Text:
++++
Step 3: Define Cost Allocation and Accountability Rules

Certain cost allocation rules guarantee that expenses are correctly assigned to the right teams or projects, enabling accurate chargeback and showback reports.

Cost Allocation Models:

  1. Direct Allocation: Costs linked directly to specific resources or projects.
  2. Proportional Allocation: Shared costs divided based on usage percentages.
  3. Fixed Allocation: Shared infrastructure costs allocated equally among users.
  4. Activity-Based Allocation: Costs distributed according to actual usage metrics.

A good starting point for cost allocation is to organize subscriptions and resource groups effectively. If an organisation is structured into several business units, consider assigning one subscription per unit, while having one or more subscriptions dedicated to shared services.

This method allows for clear attribution of costs associated with each business unit based on:

  • Their respective subscriptions.
  • The expenses linked to shared subscriptions. Begin with simpler allocation methods (proportional allocation based on estimated usage) and work up to more sophisticated models, adhering to the FinOps principle of crawl, walk, run.

Accountability Framework:

  • Resource Owners: Technical teams responsible for optimising their resources.
++++
Extracted data:
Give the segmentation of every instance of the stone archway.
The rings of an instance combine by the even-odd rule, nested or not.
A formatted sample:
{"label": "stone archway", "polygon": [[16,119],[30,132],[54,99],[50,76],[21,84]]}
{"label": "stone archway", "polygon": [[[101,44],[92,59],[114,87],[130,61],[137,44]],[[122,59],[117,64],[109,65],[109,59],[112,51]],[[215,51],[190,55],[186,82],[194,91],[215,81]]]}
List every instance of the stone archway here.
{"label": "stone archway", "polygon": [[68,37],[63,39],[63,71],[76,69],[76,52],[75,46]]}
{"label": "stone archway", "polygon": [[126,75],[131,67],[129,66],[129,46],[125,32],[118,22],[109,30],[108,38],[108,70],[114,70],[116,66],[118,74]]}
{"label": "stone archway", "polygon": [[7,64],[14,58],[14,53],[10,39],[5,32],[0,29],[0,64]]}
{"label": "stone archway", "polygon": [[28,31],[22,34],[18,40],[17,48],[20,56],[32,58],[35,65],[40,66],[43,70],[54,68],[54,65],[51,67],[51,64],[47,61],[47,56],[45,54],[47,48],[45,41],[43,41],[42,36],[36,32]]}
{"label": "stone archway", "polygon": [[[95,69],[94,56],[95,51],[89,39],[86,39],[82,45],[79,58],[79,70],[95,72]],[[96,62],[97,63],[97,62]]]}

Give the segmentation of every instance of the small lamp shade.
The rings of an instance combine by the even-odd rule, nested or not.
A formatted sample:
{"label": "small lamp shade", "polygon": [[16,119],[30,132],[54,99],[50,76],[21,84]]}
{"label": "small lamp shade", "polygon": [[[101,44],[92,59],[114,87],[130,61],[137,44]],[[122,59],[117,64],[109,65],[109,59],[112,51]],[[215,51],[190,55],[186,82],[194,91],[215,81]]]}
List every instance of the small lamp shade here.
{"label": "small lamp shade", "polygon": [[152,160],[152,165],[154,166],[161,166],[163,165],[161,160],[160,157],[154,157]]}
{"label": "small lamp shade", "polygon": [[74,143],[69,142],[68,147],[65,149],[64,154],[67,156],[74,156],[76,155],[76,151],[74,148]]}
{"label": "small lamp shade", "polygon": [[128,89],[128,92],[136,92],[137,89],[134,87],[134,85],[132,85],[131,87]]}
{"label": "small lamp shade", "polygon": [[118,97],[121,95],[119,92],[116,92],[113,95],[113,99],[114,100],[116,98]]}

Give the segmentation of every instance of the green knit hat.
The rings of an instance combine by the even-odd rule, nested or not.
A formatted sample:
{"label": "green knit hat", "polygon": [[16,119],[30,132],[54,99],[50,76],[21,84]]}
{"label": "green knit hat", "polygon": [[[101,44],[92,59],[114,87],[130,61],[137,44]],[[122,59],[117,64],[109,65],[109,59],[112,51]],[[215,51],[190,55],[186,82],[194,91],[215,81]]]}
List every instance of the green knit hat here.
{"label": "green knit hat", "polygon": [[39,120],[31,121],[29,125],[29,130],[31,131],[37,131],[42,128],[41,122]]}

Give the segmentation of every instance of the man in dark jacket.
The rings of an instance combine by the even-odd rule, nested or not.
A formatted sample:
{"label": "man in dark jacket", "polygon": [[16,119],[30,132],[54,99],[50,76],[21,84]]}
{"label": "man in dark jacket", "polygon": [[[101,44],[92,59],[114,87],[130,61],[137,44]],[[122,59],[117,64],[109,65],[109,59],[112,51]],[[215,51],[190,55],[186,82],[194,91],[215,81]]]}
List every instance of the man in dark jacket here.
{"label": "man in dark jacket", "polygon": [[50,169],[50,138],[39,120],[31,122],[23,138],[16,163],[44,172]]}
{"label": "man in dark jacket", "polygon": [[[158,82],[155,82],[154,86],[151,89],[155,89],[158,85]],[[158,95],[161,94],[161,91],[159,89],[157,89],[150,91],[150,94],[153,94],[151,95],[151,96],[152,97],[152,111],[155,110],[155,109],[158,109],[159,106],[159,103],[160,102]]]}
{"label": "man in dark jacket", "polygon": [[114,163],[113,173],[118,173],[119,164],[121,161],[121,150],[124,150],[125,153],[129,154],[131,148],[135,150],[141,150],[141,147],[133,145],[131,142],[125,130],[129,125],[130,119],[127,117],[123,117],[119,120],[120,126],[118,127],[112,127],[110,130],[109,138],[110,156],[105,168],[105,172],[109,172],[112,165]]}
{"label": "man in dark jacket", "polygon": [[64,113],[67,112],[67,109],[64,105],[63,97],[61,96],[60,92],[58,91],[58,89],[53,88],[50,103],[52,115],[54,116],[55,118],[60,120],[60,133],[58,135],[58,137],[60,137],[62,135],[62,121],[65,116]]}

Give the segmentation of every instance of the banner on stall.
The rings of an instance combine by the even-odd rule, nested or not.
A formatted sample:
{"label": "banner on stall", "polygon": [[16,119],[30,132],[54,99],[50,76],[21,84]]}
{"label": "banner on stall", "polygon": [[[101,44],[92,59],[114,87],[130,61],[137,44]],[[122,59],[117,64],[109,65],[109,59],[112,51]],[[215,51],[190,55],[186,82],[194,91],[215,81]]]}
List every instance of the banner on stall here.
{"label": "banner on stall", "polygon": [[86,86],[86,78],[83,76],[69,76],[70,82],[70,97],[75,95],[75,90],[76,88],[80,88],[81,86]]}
++++
Stated problem 1: Decide whether each statement agrees with the cost allocation text, answering yes or no and quoting the deciding words: (a) Fixed allocation splits shared infrastructure costs equally among users. (b) The cost allocation text advises starting with sophisticated allocation models before moving to simpler ones. (c) Resource Owners are described as finance teams.
Stated problem 2: Please output the rows word for word, starting with the first line of the rows and going on through the line with "List every instance of the stone".
The cost allocation text has nothing to do with the rows.

Response 1:
(a) Yes: "Shared infrastructure costs allocated equally among users."
(b) No: "Begin with simpler allocation methods (proportional allocation based on estimated usage) and work up to more sophisticated models"
(c) No: "Technical teams responsible for optimising their resources."

Response 2:
Give the segmentation of every instance of the stone archway.
The rings of an instance combine by the even-odd rule, nested or not.
A formatted sample:
{"label": "stone archway", "polygon": [[16,119],[30,132],[54,99],[50,76],[21,84]]}
{"label": "stone archway", "polygon": [[[101,44],[92,59],[114,87],[130,61],[137,44]],[[122,59],[117,64],[109,65],[109,59],[112,51]],[[215,51],[190,55],[186,82],[194,91],[215,81]]]}
List every instance of the stone archway here.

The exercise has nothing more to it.